What follows are records. Restate all of them word for word.

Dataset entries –
*** Begin section ***
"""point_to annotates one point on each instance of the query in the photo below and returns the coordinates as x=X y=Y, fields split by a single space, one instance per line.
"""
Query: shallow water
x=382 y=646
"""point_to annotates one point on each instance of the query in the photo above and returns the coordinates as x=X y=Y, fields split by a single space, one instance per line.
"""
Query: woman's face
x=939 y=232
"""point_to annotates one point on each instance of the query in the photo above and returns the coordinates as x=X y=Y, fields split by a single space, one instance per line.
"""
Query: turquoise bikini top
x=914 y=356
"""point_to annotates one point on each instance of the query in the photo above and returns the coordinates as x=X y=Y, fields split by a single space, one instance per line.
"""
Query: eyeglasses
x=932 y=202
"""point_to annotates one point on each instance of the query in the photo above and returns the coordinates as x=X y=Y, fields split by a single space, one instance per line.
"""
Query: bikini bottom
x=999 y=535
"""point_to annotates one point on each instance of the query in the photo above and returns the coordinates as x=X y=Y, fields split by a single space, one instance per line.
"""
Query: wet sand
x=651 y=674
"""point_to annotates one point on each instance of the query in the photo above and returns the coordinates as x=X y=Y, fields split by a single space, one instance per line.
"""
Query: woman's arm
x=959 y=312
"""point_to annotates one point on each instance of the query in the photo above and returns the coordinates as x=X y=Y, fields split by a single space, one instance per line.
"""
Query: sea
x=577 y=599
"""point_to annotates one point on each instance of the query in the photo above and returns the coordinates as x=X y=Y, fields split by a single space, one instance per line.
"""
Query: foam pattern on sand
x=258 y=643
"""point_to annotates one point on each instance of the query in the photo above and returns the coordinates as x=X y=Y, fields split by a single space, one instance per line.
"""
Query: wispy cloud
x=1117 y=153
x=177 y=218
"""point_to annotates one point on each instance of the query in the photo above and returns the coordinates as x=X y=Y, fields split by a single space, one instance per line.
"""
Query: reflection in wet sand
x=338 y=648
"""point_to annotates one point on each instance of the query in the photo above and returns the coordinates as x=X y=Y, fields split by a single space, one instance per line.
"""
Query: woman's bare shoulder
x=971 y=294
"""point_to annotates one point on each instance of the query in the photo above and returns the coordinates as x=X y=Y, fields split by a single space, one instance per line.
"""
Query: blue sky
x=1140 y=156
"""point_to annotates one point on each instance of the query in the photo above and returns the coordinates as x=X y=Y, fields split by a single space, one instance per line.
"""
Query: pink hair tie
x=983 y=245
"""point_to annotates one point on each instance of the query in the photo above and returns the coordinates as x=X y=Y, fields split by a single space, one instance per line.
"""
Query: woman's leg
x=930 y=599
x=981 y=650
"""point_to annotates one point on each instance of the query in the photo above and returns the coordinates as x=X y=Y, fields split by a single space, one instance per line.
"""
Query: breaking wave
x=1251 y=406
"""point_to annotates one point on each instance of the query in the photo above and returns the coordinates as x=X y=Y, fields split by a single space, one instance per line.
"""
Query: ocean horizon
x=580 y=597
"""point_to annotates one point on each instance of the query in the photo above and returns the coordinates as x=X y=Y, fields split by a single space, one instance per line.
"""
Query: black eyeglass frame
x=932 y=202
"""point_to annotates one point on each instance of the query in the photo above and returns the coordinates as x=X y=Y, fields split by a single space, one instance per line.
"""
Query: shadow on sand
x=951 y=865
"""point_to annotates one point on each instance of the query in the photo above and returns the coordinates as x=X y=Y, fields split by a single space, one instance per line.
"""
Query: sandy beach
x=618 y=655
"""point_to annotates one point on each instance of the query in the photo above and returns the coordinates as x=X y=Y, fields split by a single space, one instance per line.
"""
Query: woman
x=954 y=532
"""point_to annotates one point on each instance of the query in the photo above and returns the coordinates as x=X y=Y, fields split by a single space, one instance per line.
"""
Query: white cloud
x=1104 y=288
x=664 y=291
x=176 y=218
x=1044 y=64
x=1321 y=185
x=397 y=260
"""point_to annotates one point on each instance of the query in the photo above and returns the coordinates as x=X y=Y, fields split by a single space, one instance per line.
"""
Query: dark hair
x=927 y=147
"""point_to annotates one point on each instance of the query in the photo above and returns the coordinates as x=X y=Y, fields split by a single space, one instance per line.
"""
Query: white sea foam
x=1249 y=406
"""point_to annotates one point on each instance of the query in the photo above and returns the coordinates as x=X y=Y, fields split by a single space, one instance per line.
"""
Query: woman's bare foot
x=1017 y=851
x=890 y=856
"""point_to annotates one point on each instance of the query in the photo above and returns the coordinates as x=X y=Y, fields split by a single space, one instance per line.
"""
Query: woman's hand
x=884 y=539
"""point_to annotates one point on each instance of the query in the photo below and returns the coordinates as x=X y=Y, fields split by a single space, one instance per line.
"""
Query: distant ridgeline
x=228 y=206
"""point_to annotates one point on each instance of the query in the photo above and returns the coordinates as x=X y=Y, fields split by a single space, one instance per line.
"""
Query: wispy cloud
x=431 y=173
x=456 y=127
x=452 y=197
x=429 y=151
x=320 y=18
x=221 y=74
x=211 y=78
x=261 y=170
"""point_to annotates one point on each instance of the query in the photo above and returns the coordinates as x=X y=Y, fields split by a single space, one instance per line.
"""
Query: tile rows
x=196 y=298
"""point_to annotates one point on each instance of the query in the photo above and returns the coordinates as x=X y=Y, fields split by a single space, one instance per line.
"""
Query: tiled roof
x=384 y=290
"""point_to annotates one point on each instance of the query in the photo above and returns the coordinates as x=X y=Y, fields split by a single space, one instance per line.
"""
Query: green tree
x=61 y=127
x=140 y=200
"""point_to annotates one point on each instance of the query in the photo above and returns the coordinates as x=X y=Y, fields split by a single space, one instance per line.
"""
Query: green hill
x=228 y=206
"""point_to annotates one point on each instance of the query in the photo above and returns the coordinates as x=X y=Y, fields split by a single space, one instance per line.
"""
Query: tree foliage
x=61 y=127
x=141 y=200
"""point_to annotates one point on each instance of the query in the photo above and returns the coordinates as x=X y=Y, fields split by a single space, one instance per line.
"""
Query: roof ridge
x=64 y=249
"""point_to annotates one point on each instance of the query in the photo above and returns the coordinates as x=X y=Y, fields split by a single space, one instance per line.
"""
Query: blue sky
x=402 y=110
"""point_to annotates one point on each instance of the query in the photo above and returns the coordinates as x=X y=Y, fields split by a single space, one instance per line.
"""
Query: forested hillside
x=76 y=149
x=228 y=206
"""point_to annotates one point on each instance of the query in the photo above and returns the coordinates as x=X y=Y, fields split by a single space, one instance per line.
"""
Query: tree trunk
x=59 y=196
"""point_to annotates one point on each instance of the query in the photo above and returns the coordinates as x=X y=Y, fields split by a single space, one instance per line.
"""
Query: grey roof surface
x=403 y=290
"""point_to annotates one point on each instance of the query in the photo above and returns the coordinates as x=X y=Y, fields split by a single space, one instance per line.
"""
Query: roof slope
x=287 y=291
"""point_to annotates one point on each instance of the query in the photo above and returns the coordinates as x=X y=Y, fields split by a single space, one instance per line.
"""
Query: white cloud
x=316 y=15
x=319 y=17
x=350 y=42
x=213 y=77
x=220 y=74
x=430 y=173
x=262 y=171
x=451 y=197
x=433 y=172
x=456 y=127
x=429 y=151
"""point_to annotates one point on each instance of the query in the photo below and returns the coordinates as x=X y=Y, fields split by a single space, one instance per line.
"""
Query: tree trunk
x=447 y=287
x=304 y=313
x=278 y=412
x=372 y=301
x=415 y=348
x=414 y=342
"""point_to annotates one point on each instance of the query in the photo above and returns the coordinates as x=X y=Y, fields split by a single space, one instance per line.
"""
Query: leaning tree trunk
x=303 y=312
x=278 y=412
*** End section ***
EXPECTED OUTPUT –
"""point_to annotates one point on each instance of the query in the photo below and returns the coordinates as x=X y=Y, fields split by a single space, one instance per line.
"""
Query: shallow water
x=382 y=646
"""point_to annotates one point on each instance of the query in the photo above and returns the coordinates as x=X y=Y, fields split by a single space, one instance per line.
"""
Query: woman's face
x=939 y=232
"""point_to annotates one point on each instance of the query in the photo above and returns the coordinates as x=X y=Y, fields split by a single space, one instance per line.
"""
Query: turquoise bikini top
x=914 y=356
"""point_to annotates one point on each instance of the query in the photo above and returns the coordinates as x=X y=Y, fields split by a single space, one instance per line.
"""
Query: eyeglasses
x=932 y=202
"""point_to annotates one point on each instance of the query in the photo above and returns the coordinates as x=X y=Y, fields split by a single space, one instance per line.
"""
Query: bikini bottom
x=999 y=535
"""point_to annotates one point on each instance of the query in the photo above and returns the coordinates as x=X y=Y, fields split by a single space, one instance per line.
"""
Query: wet sand
x=651 y=674
"""point_to annotates one point on each instance of the query in the photo above and returns the coordinates as x=X y=Y, fields split by a single space, one instance per line.
"""
Query: woman's arm
x=959 y=312
"""point_to annotates one point on each instance of the query in the photo above and returns the coordinates as x=X y=Y, fields split by a single space, one instance per line.
"""
Query: sea
x=577 y=599
"""point_to annotates one point on each instance of the query in the photo above and returns the coordinates as x=X y=Y, fields split by a single space, one instance per line.
"""
Query: foam pattern on sand
x=258 y=643
"""point_to annotates one point on each instance of the query in the photo above and returns the coordinates as x=X y=Y, fields split by a single space, one instance per line.
"""
Query: wispy cloud
x=1117 y=153
x=177 y=218
"""point_to annotates one point on each instance of the query in the photo above and returns the coordinates as x=X y=Y, fields split by a single space, one instance per line.
"""
Query: reflection in wet sand
x=338 y=648
"""point_to annotates one point on each instance of the query in the photo above and returns the coordinates as x=X y=Y, fields split by a single space, one instance per line.
"""
Query: woman's bare shoulder
x=971 y=294
"""point_to annotates one point on each instance of the query in the photo above and returns the coordinates as x=X y=Y, fields split by a single space, one instance per line.
"""
Query: blue sky
x=1140 y=156
"""point_to annotates one point on each instance of the query in the photo above and returns the coordinates as x=X y=Y, fields split by a single space, one instance per line.
"""
Query: pink hair tie
x=983 y=245
"""point_to annotates one point on each instance of the query in the photo above and returns the coordinates as x=X y=Y, fields split by a single space, one instance per line.
"""
Query: woman's leg
x=930 y=599
x=981 y=650
"""point_to annotates one point on each instance of the query in the photo above and returns the coordinates as x=X y=Y, fields split by a single space, one instance per line.
"""
Query: breaking wave
x=1251 y=406
"""point_to annotates one point on each instance of the query in the photo above and returns the coordinates as x=X y=Y, fields split by a single space, one instance per line.
"""
Query: ocean horizon
x=580 y=597
"""point_to annotates one point on each instance of the query in the photo above and returns the coordinates as x=X y=Y, fields split by a single space, one instance per line.
"""
Query: black eyeglass frame
x=932 y=202
"""point_to annotates one point on each instance of the query in the photo above and returns the coordinates as x=X y=Y, fields split by a single space, one instance per line.
"""
Query: shadow on sand
x=951 y=865
"""point_to annotates one point on each instance of the query in the photo above and returns the coordinates as x=X y=Y, fields split by a single space, one instance per line.
"""
Query: sandy beach
x=618 y=655
"""point_to annotates one point on each instance of the query in the photo above and returns the coordinates as x=X y=Y, fields split by a single space, one instance per line.
"""
Query: woman
x=954 y=532
"""point_to annotates one point on each instance of the query in the photo above and returns the coordinates as x=X y=Y, fields split by a single space, one instance per line.
"""
Query: white cloud
x=1104 y=288
x=664 y=291
x=176 y=218
x=1044 y=64
x=1321 y=185
x=397 y=260
"""point_to annotates one point on each instance of the query in the photo above and returns the coordinates as x=X y=Y, fields split by a single space, one instance per line.
"""
Query: dark hair
x=927 y=147
"""point_to annotates one point on each instance of the query in the photo above and returns the coordinates as x=X y=Y, fields split by a single space, one instance per line.
"""
Query: white sea foam
x=1249 y=406
"""point_to annotates one point on each instance of the query in the photo above and returns the coordinates as x=X y=Y, fields split by a single space, one instance per line.
"""
Query: woman's bare foot
x=1017 y=851
x=890 y=856
"""point_to annotates one point on each instance of the query in the photo above and returns the coordinates as x=X y=Y, fields split by a single space, one instance per line.
"""
Query: woman's hand
x=884 y=539
"""point_to annotates one point on each instance of the query in the photo below and returns the coordinates as x=X y=Y, fields split by a single space, one instance per line.
"""
Query: distant ridgeline
x=228 y=206
"""point_to annotates one point on each instance of the query in the photo above and returns the coordinates as x=X y=Y, fields split by a single space, one instance per line.
"""
Query: wispy cloud
x=431 y=173
x=456 y=127
x=452 y=197
x=429 y=151
x=320 y=18
x=221 y=74
x=211 y=78
x=261 y=170
"""point_to annotates one point on each instance of the query in the photo above and returns the coordinates as x=X y=Y, fields split by a single space, one instance per line.
"""
Query: tile rows
x=196 y=298
"""point_to annotates one point on each instance of the query in the photo above and returns the coordinates as x=X y=Y, fields split by a single space, one instance per line.
"""
Query: tiled roof
x=384 y=290
"""point_to annotates one point on each instance of the query in the photo above and returns the coordinates as x=X y=Y, fields split by a single space, one instance per line.
"""
Query: green tree
x=61 y=127
x=140 y=200
"""point_to annotates one point on each instance of the query in the photo above and returns the coordinates as x=X y=Y, fields split by a single space, one instance per line.
"""
Query: green hill
x=228 y=206
"""point_to annotates one point on each instance of the query in the photo above and returns the coordinates as x=X y=Y, fields split by a single space, one instance per line.
"""
Query: tree foliage
x=61 y=127
x=141 y=200
"""point_to annotates one point on each instance of the query in the photo above and returns the coordinates as x=X y=Y, fields split by a single space, one instance per line.
"""
Query: roof ridge
x=64 y=249
"""point_to annotates one point on each instance of the query in the photo above and returns the coordinates as x=X y=Y, fields split by a single space, one instance per line.
"""
Query: blue sky
x=402 y=110
"""point_to annotates one point on each instance of the query in the photo above and returns the coordinates as x=X y=Y, fields split by a single space, one instance per line.
"""
Query: forested hillside
x=76 y=149
x=228 y=206
"""point_to annotates one point on each instance of the query in the photo above and returns the coordinates as x=X y=Y, fields split by a single space, one instance per line.
"""
Query: tree trunk
x=59 y=196
"""point_to annotates one point on each instance of the query in the photo above and returns the coordinates as x=X y=Y, fields split by a single space, one instance per line.
"""
Query: grey roof surface
x=403 y=290
"""point_to annotates one point on each instance of the query in the photo above and returns the coordinates as x=X y=Y, fields split by a single space, one instance per line.
"""
Query: roof slope
x=287 y=291
"""point_to annotates one point on each instance of the query in the photo above and returns the coordinates as x=X y=Y, fields split by a single space, one instance per line.
"""
Query: white cloud
x=316 y=15
x=319 y=17
x=350 y=42
x=213 y=77
x=220 y=74
x=430 y=173
x=262 y=171
x=451 y=197
x=433 y=172
x=456 y=127
x=429 y=151
"""point_to annotates one point on each instance of the query in the photo below and returns the coordinates as x=X y=Y, fields split by a single space, one instance per line.
"""
Query: tree trunk
x=447 y=287
x=304 y=313
x=278 y=412
x=372 y=301
x=415 y=348
x=414 y=342
"""point_to annotates one point on each instance of the query in the photo above and returns the coordinates as x=X y=Y, fields split by a single space, one instance per line.
"""
Query: leaning tree trunk
x=303 y=312
x=278 y=412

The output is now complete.